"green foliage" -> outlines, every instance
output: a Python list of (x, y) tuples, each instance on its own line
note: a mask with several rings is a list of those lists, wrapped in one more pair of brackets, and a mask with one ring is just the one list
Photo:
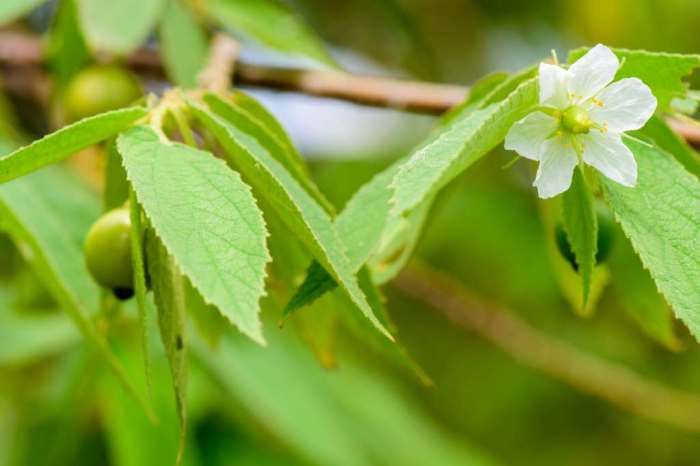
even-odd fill
[(127, 176), (182, 272), (231, 323), (263, 341), (265, 224), (237, 173), (211, 154), (164, 142), (146, 126), (117, 141)]
[(294, 13), (274, 0), (210, 0), (213, 22), (283, 52), (335, 66), (321, 40)]
[(593, 196), (580, 169), (574, 170), (574, 179), (571, 188), (564, 193), (562, 208), (564, 230), (581, 274), (585, 307), (598, 252), (598, 220)]
[(360, 290), (354, 270), (345, 256), (343, 244), (323, 208), (256, 139), (199, 106), (191, 106), (191, 109), (219, 140), (231, 163), (277, 211), (290, 230), (348, 293), (360, 311), (391, 338)]
[(207, 38), (180, 0), (167, 0), (159, 33), (168, 77), (178, 86), (195, 87), (207, 58)]
[(700, 182), (658, 148), (626, 144), (637, 159), (637, 186), (600, 177), (605, 198), (675, 314), (700, 338)]
[(90, 47), (118, 55), (126, 55), (144, 42), (164, 7), (164, 0), (77, 1)]
[[(575, 62), (587, 51), (587, 48), (572, 50), (569, 63)], [(613, 49), (613, 52), (622, 61), (615, 78), (635, 77), (644, 81), (661, 110), (669, 110), (674, 98), (685, 97), (688, 88), (683, 78), (700, 66), (700, 55), (625, 49)]]
[(133, 107), (95, 115), (61, 128), (0, 159), (0, 183), (19, 178), (109, 139), (145, 115), (146, 109)]

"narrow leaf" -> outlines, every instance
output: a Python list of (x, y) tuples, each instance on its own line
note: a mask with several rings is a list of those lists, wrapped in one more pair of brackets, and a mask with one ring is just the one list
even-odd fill
[(175, 401), (180, 419), (180, 447), (176, 464), (182, 460), (187, 429), (187, 346), (185, 343), (184, 277), (173, 257), (152, 230), (146, 235), (148, 271), (158, 310), (160, 338), (170, 363)]
[(675, 314), (700, 338), (700, 181), (669, 154), (627, 138), (637, 186), (605, 177), (610, 208)]
[(537, 82), (525, 81), (505, 100), (468, 113), (433, 135), (394, 177), (396, 214), (433, 197), (462, 171), (493, 149), (513, 123), (537, 103)]
[(126, 55), (142, 45), (164, 0), (78, 0), (80, 23), (93, 50)]
[(357, 284), (331, 218), (294, 177), (254, 138), (221, 117), (191, 105), (202, 124), (219, 140), (231, 163), (250, 180), (310, 253), (333, 276), (350, 299), (388, 338)]
[(562, 198), (564, 231), (574, 252), (583, 289), (583, 308), (588, 303), (591, 278), (598, 250), (598, 219), (593, 195), (580, 168), (574, 170), (571, 187)]
[(159, 32), (168, 77), (178, 86), (195, 87), (207, 60), (207, 38), (202, 27), (180, 0), (167, 0)]
[(0, 159), (0, 183), (31, 173), (104, 141), (145, 115), (146, 109), (132, 107), (96, 115), (61, 128)]
[(117, 146), (153, 228), (205, 300), (262, 343), (258, 317), (269, 261), (250, 188), (209, 152), (161, 140), (146, 126)]

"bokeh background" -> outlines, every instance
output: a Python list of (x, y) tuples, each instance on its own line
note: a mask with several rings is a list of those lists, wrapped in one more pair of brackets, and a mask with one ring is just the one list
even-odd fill
[[(468, 85), (490, 72), (536, 63), (552, 49), (565, 59), (569, 48), (598, 42), (700, 51), (700, 2), (693, 0), (294, 0), (289, 5), (347, 69), (445, 83)], [(22, 26), (40, 30), (50, 8), (34, 12)], [(243, 56), (299, 64), (255, 45)], [(310, 160), (321, 190), (339, 208), (374, 173), (410, 152), (436, 122), (249, 90), (283, 122)], [(697, 343), (680, 325), (680, 344), (674, 348), (649, 338), (615, 292), (624, 274), (612, 277), (595, 313), (574, 312), (557, 282), (547, 244), (551, 231), (541, 219), (529, 167), (504, 169), (511, 157), (496, 150), (439, 196), (417, 258), (551, 338), (667, 386), (700, 393)], [(74, 178), (63, 183), (75, 191), (66, 197), (95, 197), (92, 188), (76, 187)], [(0, 241), (3, 319), (14, 318), (11, 309), (18, 302), (50, 309), (50, 297), (15, 246)], [(620, 239), (615, 247), (622, 244)], [(516, 355), (392, 284), (384, 291), (406, 349), (433, 387), (350, 332), (337, 332), (332, 349), (318, 339), (309, 345), (298, 337), (309, 327), (292, 322), (279, 329), (279, 309), (269, 302), (268, 348), (231, 336), (218, 348), (193, 351), (186, 464), (698, 463), (699, 433), (619, 409), (521, 364)], [(314, 312), (322, 315), (323, 309)], [(70, 323), (59, 313), (45, 314), (31, 328), (0, 323), (0, 464), (171, 464), (177, 422), (165, 362), (156, 367), (154, 399), (162, 419), (153, 427), (90, 356)], [(133, 309), (125, 315), (128, 321)], [(125, 323), (118, 334), (116, 348), (138, 373), (134, 330)], [(41, 351), (32, 352), (32, 342), (44, 343)], [(319, 344), (326, 346), (314, 352)], [(333, 367), (323, 368), (315, 353), (325, 363), (323, 354), (331, 358), (332, 353)], [(663, 408), (669, 400), (658, 403)]]

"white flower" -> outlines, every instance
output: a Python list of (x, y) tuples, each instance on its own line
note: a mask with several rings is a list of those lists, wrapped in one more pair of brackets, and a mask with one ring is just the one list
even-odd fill
[(505, 148), (540, 162), (534, 186), (541, 198), (571, 185), (579, 162), (625, 186), (637, 182), (637, 163), (622, 133), (644, 126), (656, 98), (637, 78), (612, 80), (615, 54), (596, 45), (569, 69), (540, 64), (540, 106), (508, 132)]

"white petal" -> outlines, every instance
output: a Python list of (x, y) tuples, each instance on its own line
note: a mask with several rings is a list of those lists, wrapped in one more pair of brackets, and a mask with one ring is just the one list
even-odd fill
[(559, 122), (542, 112), (534, 112), (517, 121), (506, 135), (504, 147), (531, 160), (540, 159), (542, 143), (556, 131)]
[(624, 186), (637, 184), (637, 162), (619, 134), (591, 131), (582, 141), (584, 162)]
[(537, 194), (542, 199), (547, 199), (569, 189), (577, 164), (576, 151), (569, 138), (558, 136), (545, 141), (533, 183), (537, 186)]
[(561, 66), (540, 63), (540, 104), (559, 109), (569, 106), (569, 71)]
[(612, 50), (598, 44), (569, 68), (569, 92), (578, 102), (588, 100), (612, 82), (619, 67)]
[(588, 114), (613, 133), (621, 133), (644, 126), (655, 110), (656, 97), (647, 85), (637, 78), (627, 78), (603, 89)]

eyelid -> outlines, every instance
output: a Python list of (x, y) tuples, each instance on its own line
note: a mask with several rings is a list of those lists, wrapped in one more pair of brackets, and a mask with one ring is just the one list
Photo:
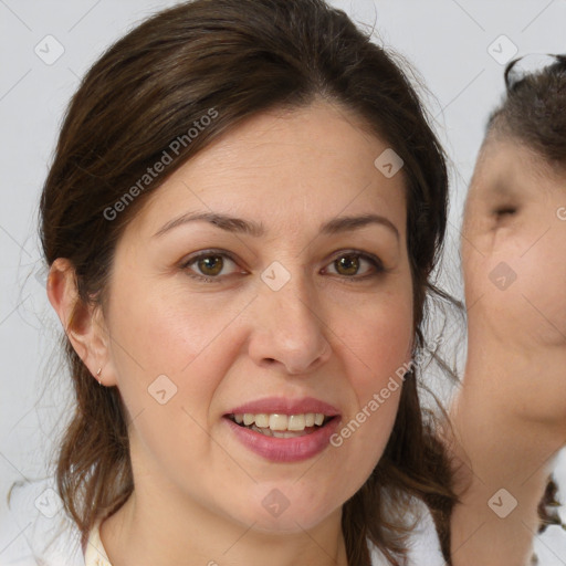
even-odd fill
[[(213, 255), (226, 258), (226, 259), (230, 260), (232, 263), (234, 263), (235, 265), (239, 265), (239, 261), (230, 252), (228, 252), (226, 250), (220, 250), (220, 249), (208, 249), (208, 250), (200, 250), (198, 252), (190, 254), (187, 258), (184, 258), (179, 262), (179, 269), (188, 271), (189, 265), (198, 262), (201, 258), (208, 258), (208, 256), (213, 256)], [(371, 266), (374, 268), (375, 271), (369, 274), (366, 274), (366, 275), (348, 276), (348, 275), (340, 275), (339, 273), (336, 273), (333, 275), (336, 275), (345, 281), (354, 282), (354, 281), (363, 281), (363, 280), (369, 279), (371, 276), (377, 276), (387, 271), (386, 268), (384, 266), (382, 261), (377, 255), (374, 255), (373, 253), (369, 253), (369, 252), (364, 252), (361, 250), (356, 250), (356, 249), (344, 249), (344, 250), (338, 250), (338, 251), (334, 252), (331, 255), (331, 258), (326, 261), (323, 269), (326, 269), (328, 265), (332, 265), (339, 258), (347, 256), (347, 255), (359, 256), (361, 260), (365, 260), (369, 264), (371, 264)], [(237, 272), (234, 272), (234, 273), (237, 273)], [(241, 271), (240, 271), (240, 273), (242, 274)], [(222, 282), (223, 280), (226, 280), (227, 277), (229, 277), (230, 275), (232, 275), (232, 273), (230, 273), (228, 275), (214, 275), (214, 276), (206, 276), (206, 275), (201, 275), (199, 273), (188, 273), (188, 275), (192, 279), (196, 279), (198, 281), (203, 281), (206, 283), (219, 283), (219, 282)]]

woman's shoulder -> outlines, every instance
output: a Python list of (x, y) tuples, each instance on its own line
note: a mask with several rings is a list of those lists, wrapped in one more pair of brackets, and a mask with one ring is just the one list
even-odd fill
[(101, 539), (101, 523), (96, 523), (88, 536), (84, 555), (85, 566), (112, 566)]
[(12, 538), (2, 544), (2, 565), (84, 566), (81, 535), (66, 516), (52, 479), (14, 485), (0, 522), (1, 542), (4, 533)]

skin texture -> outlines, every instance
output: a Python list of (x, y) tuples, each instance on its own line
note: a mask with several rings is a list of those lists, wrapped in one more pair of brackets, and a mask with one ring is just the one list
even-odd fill
[[(518, 142), (484, 143), (462, 232), (469, 343), (451, 410), (463, 463), (454, 566), (530, 563), (536, 506), (566, 441), (565, 186)], [(492, 500), (501, 489), (511, 495)]]
[[(104, 312), (83, 308), (69, 327), (72, 270), (53, 264), (53, 306), (132, 419), (135, 491), (101, 531), (114, 566), (346, 564), (342, 505), (378, 462), (400, 388), (342, 447), (296, 463), (249, 451), (222, 416), (264, 397), (311, 396), (346, 423), (410, 360), (405, 187), (402, 174), (387, 179), (374, 166), (386, 148), (328, 103), (258, 115), (185, 164), (128, 224)], [(265, 234), (195, 221), (154, 235), (189, 211), (261, 222)], [(395, 231), (319, 232), (367, 213)], [(209, 249), (233, 258), (220, 282), (182, 266)], [(363, 258), (355, 276), (337, 271), (352, 250), (378, 256), (384, 271)], [(291, 276), (279, 291), (261, 279), (274, 261)], [(148, 395), (159, 375), (177, 386), (166, 405)], [(273, 489), (290, 502), (277, 517), (262, 505)]]

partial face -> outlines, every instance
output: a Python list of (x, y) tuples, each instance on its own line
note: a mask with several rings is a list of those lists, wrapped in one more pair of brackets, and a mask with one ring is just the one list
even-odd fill
[(104, 375), (133, 419), (139, 496), (297, 532), (378, 462), (412, 343), (405, 190), (345, 115), (254, 117), (126, 229)]
[(566, 342), (566, 176), (512, 140), (489, 140), (462, 238), (472, 332), (528, 352)]

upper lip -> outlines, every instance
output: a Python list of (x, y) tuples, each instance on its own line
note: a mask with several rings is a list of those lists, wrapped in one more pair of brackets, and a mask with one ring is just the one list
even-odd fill
[(244, 405), (234, 407), (227, 415), (243, 415), (243, 413), (276, 413), (276, 415), (305, 415), (307, 412), (319, 412), (327, 417), (339, 415), (338, 409), (332, 405), (315, 399), (314, 397), (303, 397), (302, 399), (289, 399), (286, 397), (268, 397), (258, 399)]

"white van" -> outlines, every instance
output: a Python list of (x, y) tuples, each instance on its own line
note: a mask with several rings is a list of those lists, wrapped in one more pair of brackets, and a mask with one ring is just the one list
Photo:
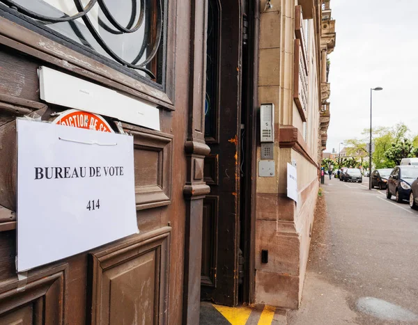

○ ○ ○ ○

# PROBLEM DETAILS:
Rewrite the stretch of lines from the line containing "upper lip -> outlines, every instance" through the last line, swapping "outlines" for "polygons" and changing nothing else. Leave the pictures out of your answer.

# WORKED SOLUTION:
upper lip -> polygons, every instance
output: a Python list of (x, y) tuples, each instance on its own line
note: a mask with several rings is a list of those lists, wrapped in one more pair of brackets, and a mask with one ring is just the one list
even-odd fill
[(244, 405), (234, 407), (227, 415), (243, 415), (243, 413), (276, 413), (276, 415), (305, 415), (307, 412), (319, 412), (327, 417), (339, 415), (338, 409), (332, 405), (315, 399), (314, 397), (303, 397), (302, 399), (289, 399), (286, 397), (268, 397), (258, 399)]

"white van" -> polygons, every instance
output: a Python list of (x, y) tuples, each instance on its own line
note: a mask with several rings is a list of those lists, wrapped in one more pair of brackets, and a mask with one ring is just the one list
Photo:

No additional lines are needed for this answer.